▸ **ACTIONS DEMANDÉES**
1/ D'après l'extrait sur la chirurgie en Alberta, quelle somme le gouvernement alloue-t-il sur trois ans à la réduction des temps d'attente chirurgicaux ?
2/ Mettez à jour l'extrait sur la chirurgie en Alberta en reprenant tout ce qui va de « Cette politique arrive » jusqu'à « d’infrastructure publique supplémentaire. », avec « pratique mixte » remplacé par « pratique hybride ».
3/ Poursuivez l'extrait sur la chirurgie en Alberta à la suite de sa dernière phrase.

Le lendemain, en parcourant le service d’orthopédie de l’Hôpital Royal Alexandra, j’ai parlé avec l’infirmière-chef Belinda Montrose, qui a connu trois décennies de changements de politique. « Nous sommes déjà à bout de souffle. Si nos chirurgiens commencent à partager leur temps, qui comblera ces lacunes? Ce n’est pas comme si nous avions des professionnels de la santé de rechange qui attendent. »
Cette politique arrive au milieu d’une transformation plus large du système de santé provincial. Le gouvernement de la première ministre Danielle Smith a fait de la réduction des temps d’attente chirurgicaux une priorité, allouant 1,7 milliard de dollars sur trois ans à cet effort. La politique de pratique mixte représente un élément de cette stratégie, parallèlement à un financement accru pour les établissements chirurgicaux agréés qui effectuent des procédures financées par le public.
Selon Alberta Health, la province a réalisé environ 290 000 chirurgies au cours du dernier exercice financier—mais cela n’a pas suffi à suivre le rythme de la demande. Les responsables prévoient que la politique de pratique mixte pourrait augmenter la capacité de 15 % sans nécessiter d’infrastructure publique supplémentaire.

▸ **DONNÉES FOURNIES**
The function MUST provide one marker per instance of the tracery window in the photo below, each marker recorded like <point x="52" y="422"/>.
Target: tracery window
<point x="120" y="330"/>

▸ **RÉSULTATS DANS L'ORDRE**
1/ 1,7 milliard de dollars.

2/
Cette politique arrive au milieu d’une transformation plus large du système de santé provincial. Le gouvernement de la première ministre Danielle Smith a fait de la réduction des temps d’attente chirurgicaux une priorité, allouant 1,7 milliard de dollars sur trois ans à cet effort. La politique de pratique hybride représente un élément de cette stratégie, parallèlement à un financement accru pour les établissements chirurgicaux agréés qui effectuent des procédures financées par le public.
Selon Alberta Health, la province a réalisé environ 290 000 chirurgies au cours du dernier exercice financier—mais cela n’a pas suffi à suivre le rythme de la demande. Les responsables prévoient que la politique de pratique hybride pourrait augmenter la capacité de 15 % sans nécessiter d’infrastructure publique supplémentaire.

3/
Dr Parker Vandermeer, président de l’Association médicale de l’Alberta, offre une perspective mesurée. « De nombreux médecins soutiennent une flexibilité accrue, mais la mise en œuvre doit être soigneusement surveillée pour garantir que les soins publics restent la priorité, » m’a-t-il confié lors de notre conversation téléphonique. « Le diable est toujours dans les détails. »
Ces détails comprennent la façon dont les médecins répartiront leur temps, les mécanismes qui empêcheront de sélectionner les patients les plus sains et les moins complexes pour les établissements privés, et comment la couverture d’urgence sera maintenue lorsque les chirurgiens travailleront dans plusieurs milieux.
Pour les communautés autochtones qui font déjà face à d’importantes barrières d’accès aux soins de santé, ces complexités supplémentaires soulèvent des inquiétudes. « Nos membres voyagent souvent pendant des heures pour des rendez-vous avec des spécialistes, » explique Marlene Eagle Child du Conseil de santé de la Nation Kainai. « Nous avons besoin de clarté sur la façon dont cette politique aborde l’équité, pas seulement l’efficacité. »
L’histoire de politiques similaires dans d’autres provinces offre des mises en garde. L’expérience du Québec avec la pratique mixte a montré des améliorations initiales dans le volume global des chirurgies, mais a finalement conduit à d’importants défis de main-d’œuvre dans les hôpitaux publics.
En quittant le Royal Alexandra cet après-midi-là, j’ai croisé un tableau d’affichage couvert d’horaires du personnel—déjà un casse-tête complexe que les administrateurs de soins de santé assemblent quotidiennement. C’est un rappel visuel que les politiques ne sont pas seulement des cadres abstraits, mais des systèmes qui affectent la vie et les moyens de subsistance des gens.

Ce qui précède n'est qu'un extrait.